Source document:
= Beginning of Section =

As for the outpatient portion, this was my favorite part – which really didn’t surprise me. We spent 2/3 of a day in an ALS clinic. This was definitely the best part of my week, but also really emotionally challenging for me. The ALS patients were in all different stages of their disease and they all come to this clinic once every 3 months and meet with their entire health care team at the same time. There were doctors, nurses, nutrition, physical therapy, speech therapy, pharmacy and others (I honestly didn’t get to see who everyone was). You essentially just walk around this big open room and just meet with patients as you can, and you have to see everyone there. It’s a little crazy trying to see 15 patients while competing for charts and with all the other health care professionals.
ALS affects nutrition in a lot of ways. Patients will lose the ability to swallow, possibly chew and will usually lose their appetite or have early satiety because they become too tired to eat. Therefore have extreme weight loss and also muscle atrophy as their entire body becomes paralyzed. They have a lot of lower GI problems and all struggle with constipation by the end of their disease. There have been numerous studies that I read in preparation that show early Nutrition intervention in ALS is imperative. Some patients even receive PEG (feeding tubes that go straight into the stomach) before they have any problems with eating in anticipation of what is to come.

= End of Section =

Questions to answer:
**a.** In the account of the ALS clinic, quote the passage from "As for the outpatient" to "health care professionals." word for word.
**b.** Answer these questions from the account of the ALS clinic:
(i) How often do the patients come to the clinic?
(ii) How much of a day was spent in the clinic?
(iii) What lower GI problem do all patients struggle with by the end of their disease?

Information provided:

= Beginning of Section =

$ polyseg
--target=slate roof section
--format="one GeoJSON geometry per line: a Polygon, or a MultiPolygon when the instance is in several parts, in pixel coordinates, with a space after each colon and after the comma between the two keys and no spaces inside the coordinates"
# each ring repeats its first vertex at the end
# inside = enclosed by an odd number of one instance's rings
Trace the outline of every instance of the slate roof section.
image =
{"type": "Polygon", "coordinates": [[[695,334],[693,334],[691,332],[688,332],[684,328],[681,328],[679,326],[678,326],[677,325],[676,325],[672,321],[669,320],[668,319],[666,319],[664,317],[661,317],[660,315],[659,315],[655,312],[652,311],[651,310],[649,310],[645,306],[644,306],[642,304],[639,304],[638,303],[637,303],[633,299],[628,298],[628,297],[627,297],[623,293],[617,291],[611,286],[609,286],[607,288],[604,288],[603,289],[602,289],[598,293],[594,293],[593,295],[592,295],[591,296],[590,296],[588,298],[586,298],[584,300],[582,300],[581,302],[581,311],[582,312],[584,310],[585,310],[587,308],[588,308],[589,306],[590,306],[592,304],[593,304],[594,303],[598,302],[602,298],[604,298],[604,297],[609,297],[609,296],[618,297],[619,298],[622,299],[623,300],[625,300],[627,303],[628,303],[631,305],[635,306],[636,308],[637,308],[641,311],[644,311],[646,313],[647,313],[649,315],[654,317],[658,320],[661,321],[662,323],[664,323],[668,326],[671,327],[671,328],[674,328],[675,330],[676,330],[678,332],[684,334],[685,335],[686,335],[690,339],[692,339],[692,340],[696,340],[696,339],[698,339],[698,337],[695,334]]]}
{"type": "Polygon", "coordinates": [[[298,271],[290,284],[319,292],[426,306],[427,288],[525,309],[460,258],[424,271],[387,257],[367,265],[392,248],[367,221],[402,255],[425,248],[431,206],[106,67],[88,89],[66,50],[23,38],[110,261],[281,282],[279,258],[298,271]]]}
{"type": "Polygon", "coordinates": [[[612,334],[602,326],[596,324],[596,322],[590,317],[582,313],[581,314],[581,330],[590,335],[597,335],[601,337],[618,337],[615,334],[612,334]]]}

= End of Section =

Solutions for each task:
**a.**
As for the outpatient portion, this was my favorite part – which really didn’t surprise me. We spent 2/3 of a day in an ALS clinic. This was definitely the best part of my week, but also really emotionally challenging for me. The ALS patients were in all different stages of their disease and they all come to this clinic once every 3 months and meet with their entire health care team at the same time. There were doctors, nurses, nutrition, physical therapy, speech therapy, pharmacy and others (I honestly didn’t get to see who everyone was). You essentially just walk around this big open room and just meet with patients as you can, and you have to see everyone there. It’s a little crazy trying to see 15 patients while competing for charts and with all the other health care professionals.

**b.**
(i) Once every 3 months.
(ii) 2/3 of a day.
(iii) Constipation.